# [Supplied text]
-- Begin --
The AMP runs a Flip Metering algorithm, which paces out the frames in order to reduce input lag. Nvidia claims this is why multi-frame generation won’t work on RTX 4000 graphics cards, as the last-generation frame generation relied on the CPU for frame pacing, which would introduce much more latency than the new model, which runs entirely on the GPU itself.

To be clear, this isn’t a magic button to get good performance. Just like the previous generation, you only really want to enable this if you’re already getting a passable frame rate. If you’re not already getting around 60 fps with Frame Gen disabled, turning it on can introduce significant latency problems. That’s why it pairs best with DLSS upscaling also enabled, in order to maximise your performance.

When the RTX 5090 hits store shelves on January 30, DLSS 4 will work in a wide array of PC games that already support DLSS 3 Frame Generation. However, while working on this review, I only had access to two games with this technology enabled, and both were on beta builds – Cyberpunk 2077 and Star Wars Outlaws.
-- End --
# [Objectives]
[1] From the passage on GPU frame generation, extract the words from "The AMP runs" up to and including "the GPU itself.".
[2] Pick up the passage on the RTX 5090 and DLSS 4 right after its last sentence and keep writing.

# [Records supplied]
-- Begin --
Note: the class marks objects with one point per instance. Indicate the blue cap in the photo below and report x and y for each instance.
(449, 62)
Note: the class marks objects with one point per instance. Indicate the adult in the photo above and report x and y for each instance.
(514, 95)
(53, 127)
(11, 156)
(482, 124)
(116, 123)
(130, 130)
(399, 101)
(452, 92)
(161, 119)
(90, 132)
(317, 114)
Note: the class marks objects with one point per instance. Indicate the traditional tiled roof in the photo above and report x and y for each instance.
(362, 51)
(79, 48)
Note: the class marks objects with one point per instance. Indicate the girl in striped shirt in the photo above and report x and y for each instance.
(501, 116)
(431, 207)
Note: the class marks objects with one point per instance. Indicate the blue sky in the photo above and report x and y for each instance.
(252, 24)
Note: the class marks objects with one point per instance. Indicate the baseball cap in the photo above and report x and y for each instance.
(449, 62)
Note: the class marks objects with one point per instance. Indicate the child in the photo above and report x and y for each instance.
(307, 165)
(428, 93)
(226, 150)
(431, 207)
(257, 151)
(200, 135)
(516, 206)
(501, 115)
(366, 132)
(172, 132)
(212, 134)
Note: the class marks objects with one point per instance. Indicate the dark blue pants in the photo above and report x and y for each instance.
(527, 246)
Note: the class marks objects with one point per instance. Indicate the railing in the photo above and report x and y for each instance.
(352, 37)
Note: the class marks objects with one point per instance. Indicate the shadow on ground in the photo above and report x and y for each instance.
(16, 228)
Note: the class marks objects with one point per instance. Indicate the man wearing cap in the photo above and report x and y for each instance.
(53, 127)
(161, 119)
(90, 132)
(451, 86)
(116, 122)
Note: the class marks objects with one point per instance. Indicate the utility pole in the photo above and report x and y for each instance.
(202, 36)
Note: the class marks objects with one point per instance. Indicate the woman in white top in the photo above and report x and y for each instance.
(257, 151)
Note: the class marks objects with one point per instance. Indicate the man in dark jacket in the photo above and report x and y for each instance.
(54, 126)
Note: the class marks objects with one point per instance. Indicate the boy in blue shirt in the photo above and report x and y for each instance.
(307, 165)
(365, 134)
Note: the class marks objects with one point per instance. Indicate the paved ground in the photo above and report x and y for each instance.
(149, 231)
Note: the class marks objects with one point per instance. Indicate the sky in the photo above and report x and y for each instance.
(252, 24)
-- End --
# [Answers to each task]
[1]
The AMP runs a Flip Metering algorithm, which paces out the frames in order to reduce input lag. Nvidia claims this is why multi-frame generation won’t work on RTX 4000 graphics cards, as the last-generation frame generation relied on the CPU for frame pacing, which would introduce much more latency than the new model, which runs entirely on the GPU itself.

[2]
And I was surprised how well it worked. In Cyberpunk 2077 at 4K, on the Ray Tracing Overdrive Preset, with DLSS on Performance mode, the RTX 5090 gets 94 fps. That’s not bad for a game with full ray tracing. When I turned on DLSS 2x frame gen – the same as is supported by the RTX 4090 – that framerate increased to 162 fps. That’s a 2x improvement over just plain ol’ DLSS. However, when I cranked the frame generation to 4x, that’s 3 AI frames per rendered frame, that number went all the way up to 286 fps – more than my 4K display can actually render.

It’s a similar story with Star Wars Outlaws. Playing at 4K with all the settings cranked up to max, I was able to get up to around 300 fps with DLSS 4 enabled – and that’s up from about 120 fps without frame generation.

Multi-Frame Generation actually does work.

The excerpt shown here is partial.